EXERCISE OBJECTIVE:
Render the material from the line containing "TARGET = distant trees" through the end of the material as a Markdown table with the columns Row and Text, one line per row, numbered in order and skipping blank lines.

EXTRACTED ENTRIES:
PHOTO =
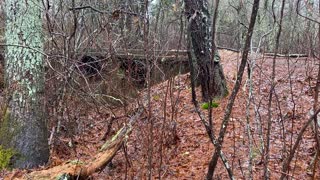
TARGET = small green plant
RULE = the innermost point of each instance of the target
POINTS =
(5, 156)
(206, 105)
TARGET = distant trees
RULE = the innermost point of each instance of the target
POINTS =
(23, 127)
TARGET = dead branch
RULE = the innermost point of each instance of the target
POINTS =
(286, 55)
(82, 170)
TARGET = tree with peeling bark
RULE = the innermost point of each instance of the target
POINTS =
(209, 69)
(23, 123)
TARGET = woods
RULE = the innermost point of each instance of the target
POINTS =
(159, 89)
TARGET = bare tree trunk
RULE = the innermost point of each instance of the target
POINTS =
(23, 127)
(266, 154)
(211, 77)
(214, 160)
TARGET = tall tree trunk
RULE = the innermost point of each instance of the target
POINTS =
(224, 125)
(23, 125)
(207, 73)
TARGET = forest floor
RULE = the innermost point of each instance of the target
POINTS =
(179, 145)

ANSWER TO THIS TASK:
| Row | Text |
|---|---|
| 1 | TARGET = distant trees |
| 2 | RULE = the innermost point of each instance of the target |
| 3 | POINTS = |
| 4 | (23, 127) |
| 5 | TARGET = dead branch |
| 6 | RULE = the innermost point of each instance of the target |
| 7 | POINTS = |
| 8 | (286, 55) |
| 9 | (82, 170) |
| 10 | TARGET = tree with peeling bark |
| 11 | RULE = the innermost point of each instance of the target |
| 12 | POINTS = |
| 13 | (209, 69) |
| 14 | (23, 123) |
| 15 | TARGET = woods |
| 16 | RULE = the innermost point of each instance of the target |
| 17 | POINTS = |
| 18 | (159, 89) |
| 19 | TARGET = bare tree trunk |
| 20 | RULE = the innermost point of each instance of the target |
| 21 | POINTS = |
| 22 | (23, 127) |
| 23 | (266, 154) |
| 24 | (211, 77) |
| 25 | (214, 160) |
| 26 | TARGET = tall tree trunk |
| 27 | RULE = the innermost point of each instance of the target |
| 28 | POINTS = |
| 29 | (224, 125) |
| 30 | (23, 125) |
| 31 | (207, 73) |
| 32 | TARGET = forest floor |
| 33 | RULE = the innermost point of each instance of the target |
| 34 | POINTS = |
| 35 | (179, 145) |